===== Passage for review
The Verdict? Guilty. The sentence,
2-3 weeks without sex.
Personally. I don’t think that the
whole thing is my fault. After-all, it was my son whose dirtiness put my
fingers in their compromising situation. So that night (the first of the 2-3 weeks’
worth of sex-less nights) at the end of reading my son his bedtime story,
instead of saying, “The End” or “Goodnight” I said, “YOU RUINED MY LIFE!”
==========
===== Supplied records
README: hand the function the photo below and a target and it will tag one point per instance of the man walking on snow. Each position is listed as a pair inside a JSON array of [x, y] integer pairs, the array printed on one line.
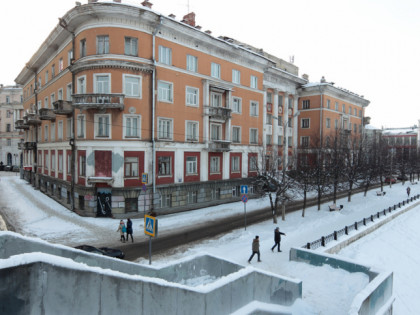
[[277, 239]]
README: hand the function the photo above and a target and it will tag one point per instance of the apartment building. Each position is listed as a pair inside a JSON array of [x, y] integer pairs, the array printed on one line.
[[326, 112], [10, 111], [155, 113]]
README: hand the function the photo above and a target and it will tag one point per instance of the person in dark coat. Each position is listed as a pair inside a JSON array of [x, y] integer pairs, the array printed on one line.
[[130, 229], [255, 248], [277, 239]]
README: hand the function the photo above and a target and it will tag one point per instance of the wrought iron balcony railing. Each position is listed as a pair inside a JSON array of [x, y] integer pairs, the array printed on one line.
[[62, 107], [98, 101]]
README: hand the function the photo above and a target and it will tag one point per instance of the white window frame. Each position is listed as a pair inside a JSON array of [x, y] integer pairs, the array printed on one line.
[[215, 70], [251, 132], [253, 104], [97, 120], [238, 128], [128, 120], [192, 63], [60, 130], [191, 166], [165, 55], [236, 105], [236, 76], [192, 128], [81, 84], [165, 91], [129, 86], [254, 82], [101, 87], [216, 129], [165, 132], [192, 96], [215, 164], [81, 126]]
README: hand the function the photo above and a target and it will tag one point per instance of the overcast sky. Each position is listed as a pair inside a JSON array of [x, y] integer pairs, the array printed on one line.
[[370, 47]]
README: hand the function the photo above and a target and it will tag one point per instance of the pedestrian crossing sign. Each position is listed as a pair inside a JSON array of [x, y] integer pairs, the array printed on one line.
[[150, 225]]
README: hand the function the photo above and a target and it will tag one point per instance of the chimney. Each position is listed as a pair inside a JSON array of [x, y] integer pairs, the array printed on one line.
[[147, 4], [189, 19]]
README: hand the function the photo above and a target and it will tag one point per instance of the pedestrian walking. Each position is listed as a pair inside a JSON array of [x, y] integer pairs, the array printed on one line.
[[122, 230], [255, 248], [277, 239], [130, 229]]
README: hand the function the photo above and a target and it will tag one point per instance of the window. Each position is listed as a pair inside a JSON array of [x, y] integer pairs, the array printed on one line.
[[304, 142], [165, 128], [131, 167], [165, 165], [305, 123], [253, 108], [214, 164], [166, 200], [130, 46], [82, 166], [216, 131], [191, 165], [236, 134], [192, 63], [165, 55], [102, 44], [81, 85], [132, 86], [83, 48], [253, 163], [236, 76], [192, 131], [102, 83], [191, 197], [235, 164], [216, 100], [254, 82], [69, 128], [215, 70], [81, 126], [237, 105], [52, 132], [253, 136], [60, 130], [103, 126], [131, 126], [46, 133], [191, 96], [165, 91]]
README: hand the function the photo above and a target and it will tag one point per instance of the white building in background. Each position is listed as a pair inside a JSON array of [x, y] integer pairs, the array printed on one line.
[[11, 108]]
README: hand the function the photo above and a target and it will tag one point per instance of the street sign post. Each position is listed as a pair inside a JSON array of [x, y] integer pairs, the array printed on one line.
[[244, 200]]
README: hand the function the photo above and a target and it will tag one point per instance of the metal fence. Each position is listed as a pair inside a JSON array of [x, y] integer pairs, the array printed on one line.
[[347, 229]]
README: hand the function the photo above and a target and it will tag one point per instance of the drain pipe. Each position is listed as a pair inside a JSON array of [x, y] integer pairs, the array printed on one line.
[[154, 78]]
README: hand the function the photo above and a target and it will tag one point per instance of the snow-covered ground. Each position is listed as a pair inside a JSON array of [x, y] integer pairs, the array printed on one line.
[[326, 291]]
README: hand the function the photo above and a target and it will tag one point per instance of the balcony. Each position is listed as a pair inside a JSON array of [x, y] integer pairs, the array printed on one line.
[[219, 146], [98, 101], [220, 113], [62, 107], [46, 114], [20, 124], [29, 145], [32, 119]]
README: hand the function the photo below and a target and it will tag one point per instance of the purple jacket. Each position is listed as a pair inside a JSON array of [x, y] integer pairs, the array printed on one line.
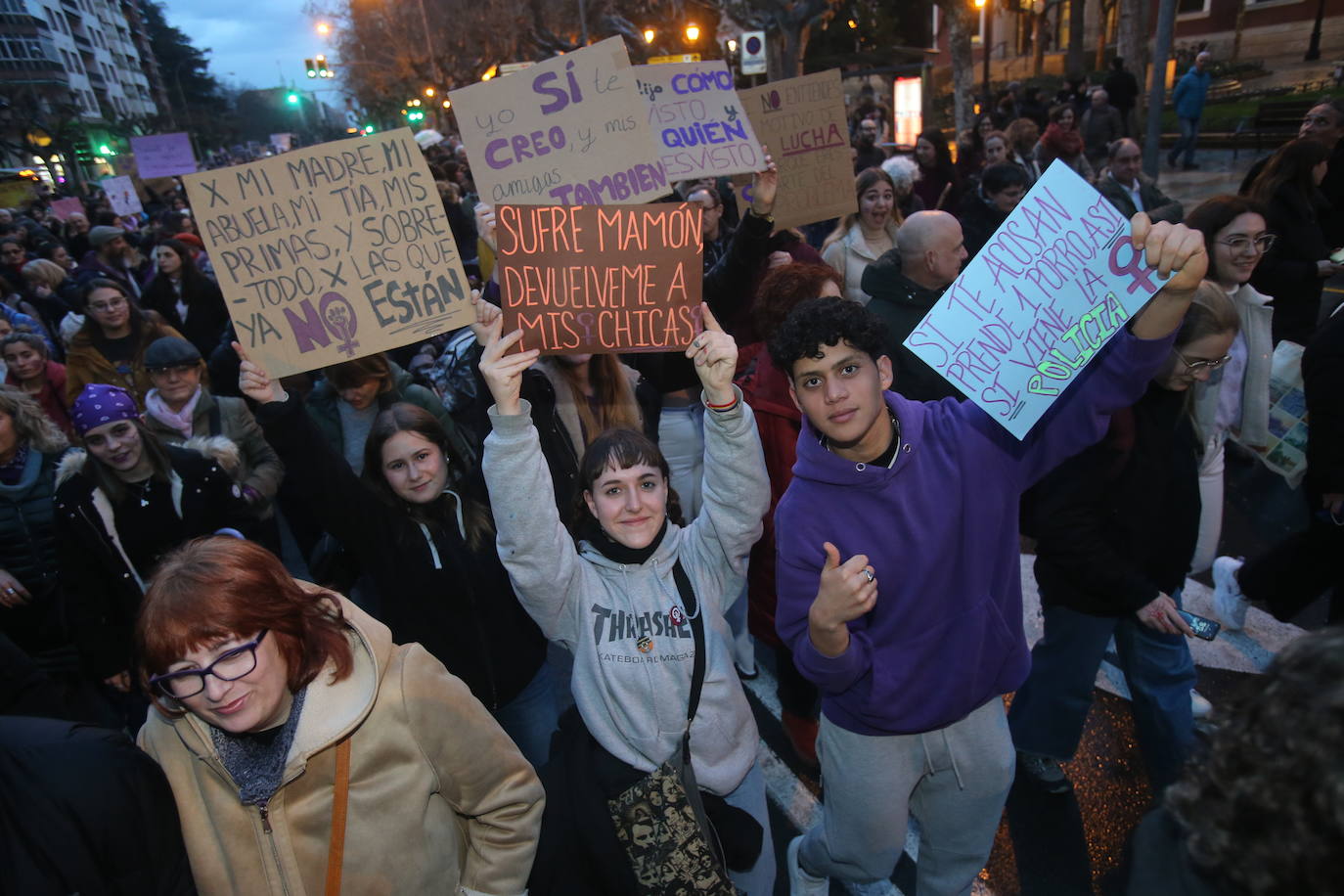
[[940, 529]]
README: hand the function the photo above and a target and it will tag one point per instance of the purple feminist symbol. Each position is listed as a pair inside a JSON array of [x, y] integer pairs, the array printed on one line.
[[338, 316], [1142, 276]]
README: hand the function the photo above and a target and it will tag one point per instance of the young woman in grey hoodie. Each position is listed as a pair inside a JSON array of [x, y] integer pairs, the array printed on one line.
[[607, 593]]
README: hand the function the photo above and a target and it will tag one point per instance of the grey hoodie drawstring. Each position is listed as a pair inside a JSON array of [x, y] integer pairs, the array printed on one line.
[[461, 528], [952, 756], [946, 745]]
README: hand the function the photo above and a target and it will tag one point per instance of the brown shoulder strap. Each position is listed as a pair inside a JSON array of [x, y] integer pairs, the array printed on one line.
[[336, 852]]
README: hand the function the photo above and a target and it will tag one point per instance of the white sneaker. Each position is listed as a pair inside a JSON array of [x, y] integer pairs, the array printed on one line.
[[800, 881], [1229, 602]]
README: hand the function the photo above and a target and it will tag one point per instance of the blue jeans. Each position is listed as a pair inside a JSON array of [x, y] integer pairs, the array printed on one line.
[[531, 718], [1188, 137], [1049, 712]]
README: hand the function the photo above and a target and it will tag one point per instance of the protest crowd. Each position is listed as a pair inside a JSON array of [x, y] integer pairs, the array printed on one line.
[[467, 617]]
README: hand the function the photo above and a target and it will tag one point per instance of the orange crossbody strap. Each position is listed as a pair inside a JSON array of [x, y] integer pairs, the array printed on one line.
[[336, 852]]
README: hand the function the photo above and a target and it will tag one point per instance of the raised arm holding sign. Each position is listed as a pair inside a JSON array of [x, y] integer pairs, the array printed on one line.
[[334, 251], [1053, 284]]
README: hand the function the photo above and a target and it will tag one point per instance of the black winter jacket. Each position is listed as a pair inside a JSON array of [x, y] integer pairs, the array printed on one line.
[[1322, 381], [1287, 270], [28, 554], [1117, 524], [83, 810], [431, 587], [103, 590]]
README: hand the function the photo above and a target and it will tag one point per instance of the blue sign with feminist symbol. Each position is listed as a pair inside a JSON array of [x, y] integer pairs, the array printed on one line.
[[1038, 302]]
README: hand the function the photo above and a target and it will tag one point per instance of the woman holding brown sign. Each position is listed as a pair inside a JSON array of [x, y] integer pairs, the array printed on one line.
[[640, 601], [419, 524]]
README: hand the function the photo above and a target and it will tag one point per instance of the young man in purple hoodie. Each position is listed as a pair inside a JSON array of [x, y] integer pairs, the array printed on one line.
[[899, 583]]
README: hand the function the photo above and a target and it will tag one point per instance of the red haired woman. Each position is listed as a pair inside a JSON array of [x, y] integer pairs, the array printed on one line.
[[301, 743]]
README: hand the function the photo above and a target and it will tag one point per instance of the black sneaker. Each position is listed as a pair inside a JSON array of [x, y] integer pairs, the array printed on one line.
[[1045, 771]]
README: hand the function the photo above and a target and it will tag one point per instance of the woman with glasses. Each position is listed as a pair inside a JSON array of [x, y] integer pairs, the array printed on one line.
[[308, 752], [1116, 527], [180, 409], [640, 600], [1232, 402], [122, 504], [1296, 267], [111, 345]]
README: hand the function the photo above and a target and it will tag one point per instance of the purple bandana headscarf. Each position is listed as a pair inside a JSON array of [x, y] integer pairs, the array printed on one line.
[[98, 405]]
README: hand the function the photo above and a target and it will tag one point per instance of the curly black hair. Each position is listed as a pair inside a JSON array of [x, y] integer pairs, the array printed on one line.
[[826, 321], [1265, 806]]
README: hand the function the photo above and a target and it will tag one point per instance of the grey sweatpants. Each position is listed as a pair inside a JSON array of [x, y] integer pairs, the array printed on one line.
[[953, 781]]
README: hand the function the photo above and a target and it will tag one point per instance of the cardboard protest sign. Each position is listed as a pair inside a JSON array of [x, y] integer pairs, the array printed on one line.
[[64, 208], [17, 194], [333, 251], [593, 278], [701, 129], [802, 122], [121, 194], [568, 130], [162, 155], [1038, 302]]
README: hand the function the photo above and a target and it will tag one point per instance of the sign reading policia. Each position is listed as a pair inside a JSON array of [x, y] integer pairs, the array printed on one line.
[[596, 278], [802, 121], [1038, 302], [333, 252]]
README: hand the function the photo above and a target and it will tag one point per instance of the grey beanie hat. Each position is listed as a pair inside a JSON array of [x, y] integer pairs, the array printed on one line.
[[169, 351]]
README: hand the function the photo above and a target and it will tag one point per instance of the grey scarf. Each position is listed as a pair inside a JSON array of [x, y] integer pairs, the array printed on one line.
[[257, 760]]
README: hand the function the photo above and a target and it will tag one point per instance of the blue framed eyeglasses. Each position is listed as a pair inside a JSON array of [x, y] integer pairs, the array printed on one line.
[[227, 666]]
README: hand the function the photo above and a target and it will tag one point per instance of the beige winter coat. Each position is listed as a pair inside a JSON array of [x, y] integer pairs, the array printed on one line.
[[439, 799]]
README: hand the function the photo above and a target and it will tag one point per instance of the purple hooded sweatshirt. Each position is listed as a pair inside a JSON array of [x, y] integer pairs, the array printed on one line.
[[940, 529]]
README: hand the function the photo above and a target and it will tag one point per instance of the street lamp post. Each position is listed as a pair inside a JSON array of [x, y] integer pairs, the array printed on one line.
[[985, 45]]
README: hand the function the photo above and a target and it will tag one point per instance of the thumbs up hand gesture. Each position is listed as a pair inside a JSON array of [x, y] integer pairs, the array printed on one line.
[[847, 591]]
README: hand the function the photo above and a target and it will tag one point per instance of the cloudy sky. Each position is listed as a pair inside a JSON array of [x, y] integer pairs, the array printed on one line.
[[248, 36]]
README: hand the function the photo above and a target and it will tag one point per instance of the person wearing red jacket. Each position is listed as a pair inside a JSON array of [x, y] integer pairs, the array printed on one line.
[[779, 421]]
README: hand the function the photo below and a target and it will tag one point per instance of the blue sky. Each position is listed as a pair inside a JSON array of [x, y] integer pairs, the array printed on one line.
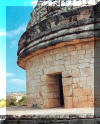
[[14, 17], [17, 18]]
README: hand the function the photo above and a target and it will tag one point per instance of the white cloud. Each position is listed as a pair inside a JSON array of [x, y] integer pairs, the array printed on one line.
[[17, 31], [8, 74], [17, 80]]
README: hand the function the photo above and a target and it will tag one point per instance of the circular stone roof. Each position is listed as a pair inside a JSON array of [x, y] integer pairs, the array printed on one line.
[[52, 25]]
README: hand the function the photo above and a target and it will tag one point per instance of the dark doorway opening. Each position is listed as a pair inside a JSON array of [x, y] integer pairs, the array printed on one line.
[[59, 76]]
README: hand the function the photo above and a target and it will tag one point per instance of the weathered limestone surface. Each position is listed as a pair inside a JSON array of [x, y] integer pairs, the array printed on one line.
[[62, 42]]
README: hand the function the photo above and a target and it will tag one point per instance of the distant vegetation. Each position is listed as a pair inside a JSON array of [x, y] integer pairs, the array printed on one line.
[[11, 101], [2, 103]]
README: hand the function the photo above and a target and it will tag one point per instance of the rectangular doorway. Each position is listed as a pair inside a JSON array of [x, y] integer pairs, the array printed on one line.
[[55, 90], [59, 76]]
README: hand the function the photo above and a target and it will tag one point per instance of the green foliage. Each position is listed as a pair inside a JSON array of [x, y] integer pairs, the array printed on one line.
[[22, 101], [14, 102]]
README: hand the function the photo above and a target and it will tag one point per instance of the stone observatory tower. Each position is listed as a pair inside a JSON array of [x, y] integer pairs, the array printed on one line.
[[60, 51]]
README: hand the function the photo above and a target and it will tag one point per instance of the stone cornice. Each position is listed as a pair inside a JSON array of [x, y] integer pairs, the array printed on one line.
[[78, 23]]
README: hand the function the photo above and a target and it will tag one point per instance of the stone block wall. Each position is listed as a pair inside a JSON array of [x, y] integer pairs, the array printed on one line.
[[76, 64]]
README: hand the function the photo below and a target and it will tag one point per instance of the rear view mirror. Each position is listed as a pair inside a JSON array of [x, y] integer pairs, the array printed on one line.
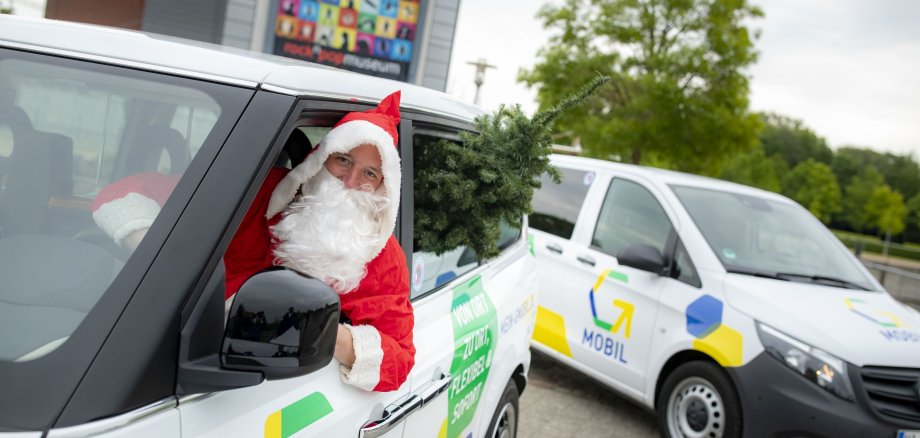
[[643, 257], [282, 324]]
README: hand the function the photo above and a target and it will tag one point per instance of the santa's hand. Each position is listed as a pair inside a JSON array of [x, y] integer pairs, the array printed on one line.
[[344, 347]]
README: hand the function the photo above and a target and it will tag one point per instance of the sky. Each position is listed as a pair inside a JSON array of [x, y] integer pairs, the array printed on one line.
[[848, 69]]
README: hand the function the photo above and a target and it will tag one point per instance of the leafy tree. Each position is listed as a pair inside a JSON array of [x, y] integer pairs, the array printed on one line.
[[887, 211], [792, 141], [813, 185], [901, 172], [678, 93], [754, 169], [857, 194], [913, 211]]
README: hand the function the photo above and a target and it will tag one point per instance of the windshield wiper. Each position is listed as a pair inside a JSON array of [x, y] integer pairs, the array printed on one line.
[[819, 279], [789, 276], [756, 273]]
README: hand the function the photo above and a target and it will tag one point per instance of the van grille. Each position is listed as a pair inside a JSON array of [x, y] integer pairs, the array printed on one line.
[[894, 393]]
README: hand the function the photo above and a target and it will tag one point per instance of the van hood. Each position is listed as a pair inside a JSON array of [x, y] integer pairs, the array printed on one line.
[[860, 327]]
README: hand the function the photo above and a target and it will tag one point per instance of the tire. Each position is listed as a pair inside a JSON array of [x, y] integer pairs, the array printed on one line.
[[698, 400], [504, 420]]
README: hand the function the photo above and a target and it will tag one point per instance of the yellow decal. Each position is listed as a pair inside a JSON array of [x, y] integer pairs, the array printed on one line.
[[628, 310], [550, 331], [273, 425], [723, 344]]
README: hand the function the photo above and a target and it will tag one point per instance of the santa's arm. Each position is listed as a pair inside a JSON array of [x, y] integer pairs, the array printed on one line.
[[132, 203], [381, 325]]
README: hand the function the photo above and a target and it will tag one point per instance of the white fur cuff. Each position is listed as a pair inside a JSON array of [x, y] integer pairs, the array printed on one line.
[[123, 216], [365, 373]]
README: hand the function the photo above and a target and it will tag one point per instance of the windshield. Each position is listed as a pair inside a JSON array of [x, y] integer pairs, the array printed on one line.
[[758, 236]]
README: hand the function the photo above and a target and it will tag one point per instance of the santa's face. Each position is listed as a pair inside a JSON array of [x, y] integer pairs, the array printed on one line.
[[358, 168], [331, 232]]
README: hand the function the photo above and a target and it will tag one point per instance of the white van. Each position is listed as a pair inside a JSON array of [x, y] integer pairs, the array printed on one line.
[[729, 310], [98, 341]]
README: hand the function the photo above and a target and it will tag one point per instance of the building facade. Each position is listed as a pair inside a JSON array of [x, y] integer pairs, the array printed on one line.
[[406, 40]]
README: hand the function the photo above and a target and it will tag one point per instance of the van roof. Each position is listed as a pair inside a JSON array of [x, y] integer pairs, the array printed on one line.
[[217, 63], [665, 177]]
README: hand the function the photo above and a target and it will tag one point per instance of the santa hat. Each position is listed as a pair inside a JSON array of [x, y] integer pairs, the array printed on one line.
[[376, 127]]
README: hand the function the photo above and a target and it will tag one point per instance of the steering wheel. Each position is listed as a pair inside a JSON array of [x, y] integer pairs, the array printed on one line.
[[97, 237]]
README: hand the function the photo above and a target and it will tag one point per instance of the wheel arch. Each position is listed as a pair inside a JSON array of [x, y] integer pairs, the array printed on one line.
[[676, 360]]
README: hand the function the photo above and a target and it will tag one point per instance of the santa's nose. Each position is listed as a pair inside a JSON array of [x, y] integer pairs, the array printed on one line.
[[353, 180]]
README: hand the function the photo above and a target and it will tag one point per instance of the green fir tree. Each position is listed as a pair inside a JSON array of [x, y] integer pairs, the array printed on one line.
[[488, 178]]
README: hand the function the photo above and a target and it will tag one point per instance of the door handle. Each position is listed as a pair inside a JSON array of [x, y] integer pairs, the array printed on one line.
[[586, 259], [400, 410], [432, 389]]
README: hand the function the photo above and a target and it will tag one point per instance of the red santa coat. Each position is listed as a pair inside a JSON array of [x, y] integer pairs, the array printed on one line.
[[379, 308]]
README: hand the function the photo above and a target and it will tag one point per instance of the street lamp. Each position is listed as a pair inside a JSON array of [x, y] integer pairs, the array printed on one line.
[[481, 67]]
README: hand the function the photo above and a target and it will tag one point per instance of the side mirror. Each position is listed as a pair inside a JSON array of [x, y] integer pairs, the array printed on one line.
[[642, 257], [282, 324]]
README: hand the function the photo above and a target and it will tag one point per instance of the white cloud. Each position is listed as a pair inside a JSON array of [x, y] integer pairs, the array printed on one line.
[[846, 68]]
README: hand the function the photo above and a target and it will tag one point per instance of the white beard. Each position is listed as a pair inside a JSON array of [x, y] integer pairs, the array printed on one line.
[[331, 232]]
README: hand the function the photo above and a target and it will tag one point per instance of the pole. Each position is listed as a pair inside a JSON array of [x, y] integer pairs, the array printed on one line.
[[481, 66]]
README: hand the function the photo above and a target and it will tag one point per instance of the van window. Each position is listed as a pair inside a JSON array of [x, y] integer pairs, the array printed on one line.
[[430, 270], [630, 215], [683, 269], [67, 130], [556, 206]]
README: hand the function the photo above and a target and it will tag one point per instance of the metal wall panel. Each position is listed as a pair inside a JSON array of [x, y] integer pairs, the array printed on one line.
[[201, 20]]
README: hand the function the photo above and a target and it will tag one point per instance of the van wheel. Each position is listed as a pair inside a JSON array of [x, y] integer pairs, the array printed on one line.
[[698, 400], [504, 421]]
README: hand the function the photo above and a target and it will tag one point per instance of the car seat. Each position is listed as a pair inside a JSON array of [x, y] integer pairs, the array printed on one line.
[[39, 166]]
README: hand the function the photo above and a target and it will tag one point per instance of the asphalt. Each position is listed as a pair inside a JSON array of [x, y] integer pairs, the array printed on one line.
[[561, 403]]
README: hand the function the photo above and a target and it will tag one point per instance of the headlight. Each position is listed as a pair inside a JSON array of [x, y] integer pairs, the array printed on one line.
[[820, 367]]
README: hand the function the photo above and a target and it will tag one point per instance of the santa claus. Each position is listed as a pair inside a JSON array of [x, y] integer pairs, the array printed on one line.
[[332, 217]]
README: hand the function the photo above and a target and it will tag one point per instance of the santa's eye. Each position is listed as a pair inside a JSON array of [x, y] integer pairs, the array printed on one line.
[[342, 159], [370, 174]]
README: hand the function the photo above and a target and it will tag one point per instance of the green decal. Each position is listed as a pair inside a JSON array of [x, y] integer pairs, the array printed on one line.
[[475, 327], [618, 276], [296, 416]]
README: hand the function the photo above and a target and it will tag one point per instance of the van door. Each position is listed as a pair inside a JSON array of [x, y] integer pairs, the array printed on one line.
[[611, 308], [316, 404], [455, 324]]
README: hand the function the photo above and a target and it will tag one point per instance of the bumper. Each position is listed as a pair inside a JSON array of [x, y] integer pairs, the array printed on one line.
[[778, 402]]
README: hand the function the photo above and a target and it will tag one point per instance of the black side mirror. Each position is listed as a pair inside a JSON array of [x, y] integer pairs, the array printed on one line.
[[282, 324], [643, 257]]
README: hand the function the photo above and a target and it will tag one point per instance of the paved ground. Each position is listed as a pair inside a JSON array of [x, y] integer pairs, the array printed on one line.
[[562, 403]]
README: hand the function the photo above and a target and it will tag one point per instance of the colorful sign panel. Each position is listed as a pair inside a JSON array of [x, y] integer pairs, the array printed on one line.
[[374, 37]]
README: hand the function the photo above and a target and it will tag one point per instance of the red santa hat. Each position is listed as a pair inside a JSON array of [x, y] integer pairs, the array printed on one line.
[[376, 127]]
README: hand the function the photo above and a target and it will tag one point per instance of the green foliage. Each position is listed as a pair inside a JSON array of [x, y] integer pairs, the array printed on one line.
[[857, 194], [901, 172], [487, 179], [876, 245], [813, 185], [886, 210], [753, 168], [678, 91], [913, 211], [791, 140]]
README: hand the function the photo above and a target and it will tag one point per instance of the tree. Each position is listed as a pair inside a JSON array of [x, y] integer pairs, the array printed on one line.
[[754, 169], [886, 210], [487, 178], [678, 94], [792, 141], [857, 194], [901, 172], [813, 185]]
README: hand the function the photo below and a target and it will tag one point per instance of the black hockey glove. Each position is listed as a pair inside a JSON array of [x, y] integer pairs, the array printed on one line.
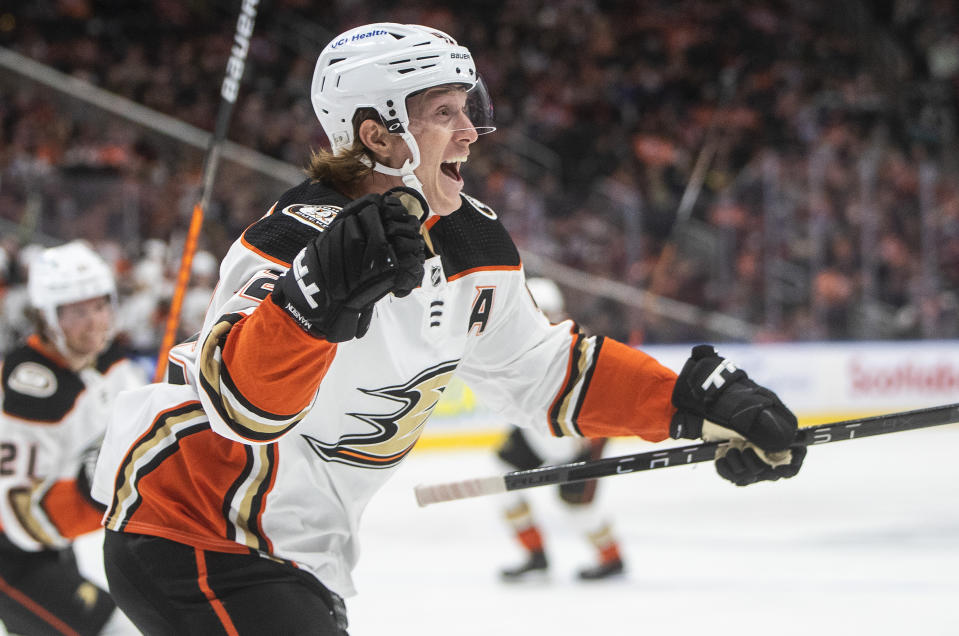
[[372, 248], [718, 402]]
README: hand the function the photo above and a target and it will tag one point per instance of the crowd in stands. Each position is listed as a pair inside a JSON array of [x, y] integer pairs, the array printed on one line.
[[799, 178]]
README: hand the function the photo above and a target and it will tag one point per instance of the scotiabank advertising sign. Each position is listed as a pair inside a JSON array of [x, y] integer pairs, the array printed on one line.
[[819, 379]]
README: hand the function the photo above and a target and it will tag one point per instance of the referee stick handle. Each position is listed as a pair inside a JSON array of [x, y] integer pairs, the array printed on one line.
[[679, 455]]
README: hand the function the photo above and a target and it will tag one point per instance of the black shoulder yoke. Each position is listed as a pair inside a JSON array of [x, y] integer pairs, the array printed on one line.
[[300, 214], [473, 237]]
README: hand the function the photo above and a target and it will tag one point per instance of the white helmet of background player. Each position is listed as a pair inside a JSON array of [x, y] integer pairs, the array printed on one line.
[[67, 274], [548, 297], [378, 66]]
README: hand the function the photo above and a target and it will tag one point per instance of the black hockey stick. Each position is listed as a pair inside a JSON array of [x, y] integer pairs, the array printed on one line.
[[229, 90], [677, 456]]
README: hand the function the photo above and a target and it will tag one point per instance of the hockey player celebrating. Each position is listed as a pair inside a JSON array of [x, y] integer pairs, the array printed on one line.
==========
**What you will do**
Answer these questions about the guilty-verdict passage:
1. What was the sentence?
2. Whose dirtiness does the writer say put their fingers in a compromising situation?
3. What did the writer say at the end of the bedtime story in place of "The End" or "Goodnight"?
The records stand apart from the text and are material of their own.

**The answer**
1. 2-3 weeks without sex.
2. The writer's son's.
3. "YOU RUINED MY LIFE!"